Photo du rédacteur: Guillaume AugiasGuillaume Augias

Denis Podalydès (c) Archives personnelles/Julliard
Denis Podalydès (c) Archives personnelles/Julliard

On connaît Denis Podalydès pour son durable et fructueux compagnonnage au cinéma avec son frère aîné, Bruno. Également pour ses rôles à la Comédie française depuis plus d'un quart de siècle. On sait moins qu'auparavant il a étudié la philosophie, au point de songer à l'enseigner. C'est au cours de ses études qu'il fera la rencontre déterminante pour lui d'Emmanuel Bourdieu, l'un des trois fils du célèbre sociologue disparu en 2002, professeur au Collège de France et normalien voué tout d'abord à enseigner… la philosophie.


Avec L'Ami de la famille qui vient de paraître chez Julliard, dans la nouvelle collection "Camera Obscura", le comédien livre ici un récit issu de ses nombreux souvenirs avec les Bourdieu, devenus à ses yeux comme une seconde famille entre ses vingt et ses trente ans. Si son affinité est grande avec le fils cadet de Pierre Bourdieu et avec son travail de cinéaste lancé par des scénarios co-écrits avec Arnaud Desplechin, Denis Podalydès centre son propos sur l'illustre intellectuel et sur la relation mêlée d'admiration et d'appréhension qu'il a tissée avec lui au long des années.


Hésitant sur le seuil de son texte, il peine d'entrée de jeu à définir le jour et les circonstances de leur première entrevue. Puis sa plume se délie, à mesure qu'il évoque l'accueillant appartement qu'occupait Bourdieu à Paris ou encore les vacances qu'il passait dans le Béarn natal du maître, fils d'un modeste facteur. Si l'acteur se montre plus à l'aise, c'est qu'il est sur le point de nous proposer un véritable tour de passe-passe.

--

EXERCICES —
1 > Recopiez telles quelles les lignes des données, de celle qui contient « Mark the cab » jusqu'à celle qui contient « (1333, 504) », ces deux lignes comprises. Laissez les images de côté.
2 > Écrivez la suite du texte sur le livre de Denis Podalydès consacré à Pierre Bourdieu, en reprenant juste après sa dernière phrase.
Le texte et les données n'ont aucun lien entre eux.

(Données d'étiquetage par coordonnées)

--

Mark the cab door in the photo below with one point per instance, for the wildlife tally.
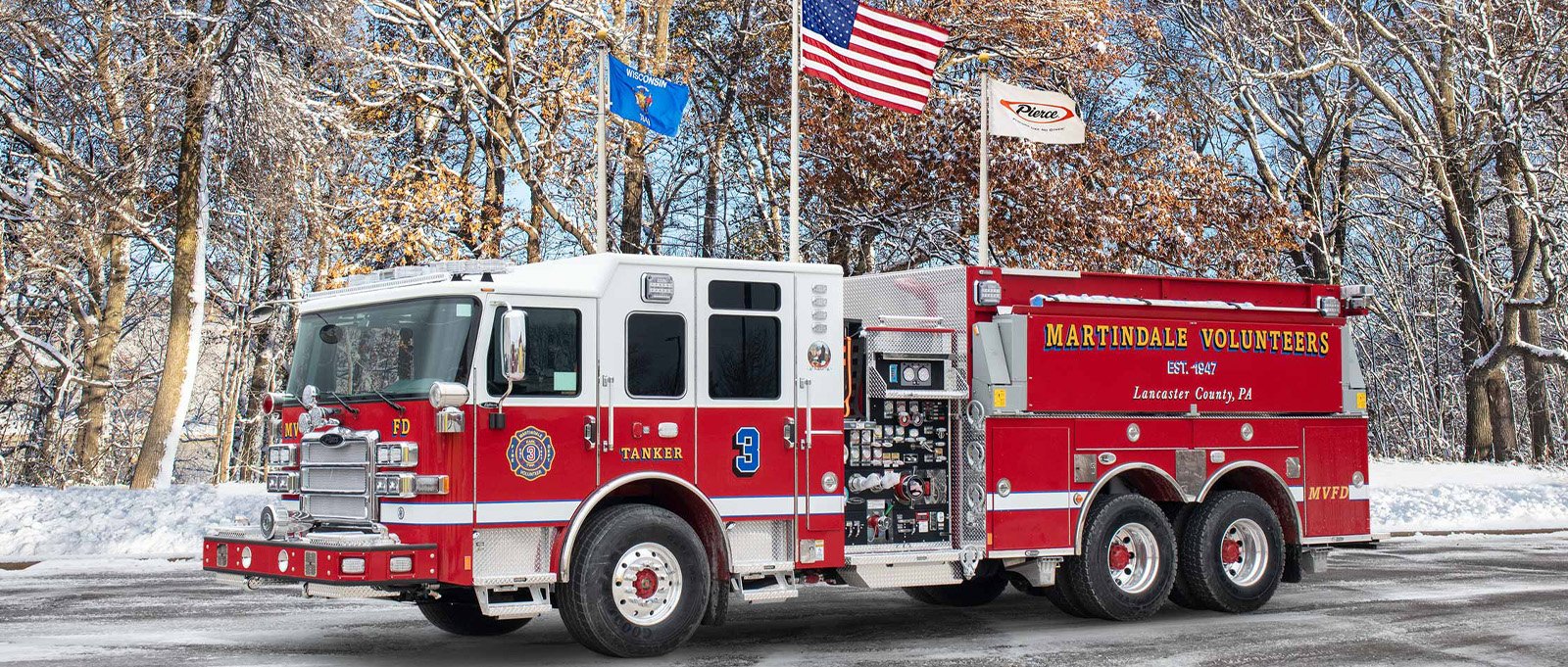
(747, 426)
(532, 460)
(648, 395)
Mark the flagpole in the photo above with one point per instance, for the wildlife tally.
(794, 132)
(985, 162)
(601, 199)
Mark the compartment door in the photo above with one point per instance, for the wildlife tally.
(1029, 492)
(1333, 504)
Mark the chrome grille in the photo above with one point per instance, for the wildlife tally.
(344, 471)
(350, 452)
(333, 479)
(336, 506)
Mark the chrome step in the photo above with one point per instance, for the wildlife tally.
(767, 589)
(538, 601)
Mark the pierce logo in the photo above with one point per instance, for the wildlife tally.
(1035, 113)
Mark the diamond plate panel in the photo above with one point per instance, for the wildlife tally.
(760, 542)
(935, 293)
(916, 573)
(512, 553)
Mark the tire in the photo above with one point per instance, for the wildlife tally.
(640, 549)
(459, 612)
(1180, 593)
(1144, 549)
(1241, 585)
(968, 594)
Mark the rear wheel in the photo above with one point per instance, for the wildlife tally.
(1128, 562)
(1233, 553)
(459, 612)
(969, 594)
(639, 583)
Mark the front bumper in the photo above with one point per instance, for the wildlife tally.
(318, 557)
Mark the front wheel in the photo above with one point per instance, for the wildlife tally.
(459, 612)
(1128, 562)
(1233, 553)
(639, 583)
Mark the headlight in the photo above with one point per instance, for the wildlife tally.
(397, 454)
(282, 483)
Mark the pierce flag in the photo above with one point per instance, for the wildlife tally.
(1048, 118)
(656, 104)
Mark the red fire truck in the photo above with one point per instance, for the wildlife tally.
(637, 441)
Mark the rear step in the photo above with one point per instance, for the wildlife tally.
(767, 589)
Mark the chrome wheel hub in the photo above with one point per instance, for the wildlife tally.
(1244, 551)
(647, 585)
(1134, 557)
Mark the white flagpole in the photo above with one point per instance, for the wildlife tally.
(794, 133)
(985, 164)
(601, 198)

--

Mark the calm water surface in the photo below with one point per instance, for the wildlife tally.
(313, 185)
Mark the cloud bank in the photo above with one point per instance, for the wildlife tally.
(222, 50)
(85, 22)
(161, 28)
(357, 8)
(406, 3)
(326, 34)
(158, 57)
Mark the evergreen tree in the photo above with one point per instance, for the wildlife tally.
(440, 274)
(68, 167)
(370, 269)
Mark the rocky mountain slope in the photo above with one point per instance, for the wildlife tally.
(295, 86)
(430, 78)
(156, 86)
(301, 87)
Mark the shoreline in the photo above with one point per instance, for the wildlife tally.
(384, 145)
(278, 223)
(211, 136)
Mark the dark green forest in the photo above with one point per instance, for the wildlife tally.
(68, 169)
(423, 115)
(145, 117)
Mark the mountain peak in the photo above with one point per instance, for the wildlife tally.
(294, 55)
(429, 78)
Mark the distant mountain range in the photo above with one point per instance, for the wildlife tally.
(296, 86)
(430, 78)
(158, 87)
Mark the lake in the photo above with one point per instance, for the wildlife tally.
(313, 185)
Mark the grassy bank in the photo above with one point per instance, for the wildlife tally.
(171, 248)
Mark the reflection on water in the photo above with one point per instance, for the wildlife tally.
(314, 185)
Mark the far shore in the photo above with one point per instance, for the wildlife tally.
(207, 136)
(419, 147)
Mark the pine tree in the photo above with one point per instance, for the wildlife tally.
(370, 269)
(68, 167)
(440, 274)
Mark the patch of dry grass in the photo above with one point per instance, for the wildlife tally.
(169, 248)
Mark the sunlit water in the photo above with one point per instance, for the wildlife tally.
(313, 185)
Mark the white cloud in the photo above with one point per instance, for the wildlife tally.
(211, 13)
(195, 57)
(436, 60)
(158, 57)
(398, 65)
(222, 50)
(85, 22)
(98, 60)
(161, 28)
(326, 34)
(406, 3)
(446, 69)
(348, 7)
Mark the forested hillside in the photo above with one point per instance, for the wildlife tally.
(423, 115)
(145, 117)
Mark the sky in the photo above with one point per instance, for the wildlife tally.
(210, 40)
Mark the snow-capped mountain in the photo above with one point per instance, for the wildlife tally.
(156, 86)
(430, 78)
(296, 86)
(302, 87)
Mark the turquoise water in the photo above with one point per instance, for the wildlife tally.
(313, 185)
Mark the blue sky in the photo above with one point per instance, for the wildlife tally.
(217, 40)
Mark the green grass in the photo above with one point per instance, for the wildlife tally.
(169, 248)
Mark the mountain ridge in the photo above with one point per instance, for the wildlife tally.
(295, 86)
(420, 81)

--

CORRIGÉS —
1 >
Mark the cab door in the photo below with one point per instance, for the wildlife tally.
(747, 426)
(532, 460)
(648, 395)
Mark the flagpole in the photo above with one point per instance, for the wildlife tally.
(794, 132)
(985, 162)
(601, 199)
Mark the compartment door in the photo above with one point per instance, for the wildlife tally.
(1029, 492)
(1333, 504)

2 >
En effet, c'est une gageure : comment décrire fidèlement celui qui se dérobe ? Quel moyen utiliser pour faire le portrait de cet homme adulé et néanmoins rétif à tant de choses, à commencer par la renommée et les honneurs ? Bourdieu est l'auteur à titre posthume d'Esquisse pour une auto-analyse, « livre qui n'est pas une autobiographie », et au-delà de sa méfiance vis-à-vis de la psychanalyse on peut assez bien résumer son rapport à ses semblables par une formule qu'il avait souvent : « sans phrase et sans chichi ».


Magicien, Podalydès va avoir recours à un truc imparable : le double-fond de la sociologie. Car il s'attache à évoquer le père d'un concept-clé des sciences humaines. L'auteur en 1979 de l'ouvrage fondateur La Distinction a popularisé le concept d'habitus pour décrire ce que nos comportements divers (goût, pratiques, dilections, langage) disent de nous sans qu'on en ait toujours conscience. Ainsi placés dans le référentiel de notre capital économique (richesse plus ou moins grande) et culturel (plus ou moins grand accès au savoir), nous nous retrouvons assez souvent déterminés par nos caractéristiques sociales. Prévisibles, en un sens.


Or Pierre Bourdieu, informé au premier chef de ces schémas théoriques, craignait toujours de l'être, prévisible. Il aimait chambrer et être chambré, ne se se montrait jamais docte mais plutôt taquin et complice. D'où sa réticence, érigée en trait de caractère : réticence à devenir un mandarin, réticence à dicter leur voie à ses enfants, réticence à faire le jeu des médias durant les grèves de 1995 ou encore réticence à apparaître dans un film de Jean-Luc Godard ; scène improbable où il lit une lettre du pape de la Nouvelle vague en s'esclaffant « J'y comprends rien », immortalisée par Pierre Carles dans le documentaire La Sociologie est un sport de combat.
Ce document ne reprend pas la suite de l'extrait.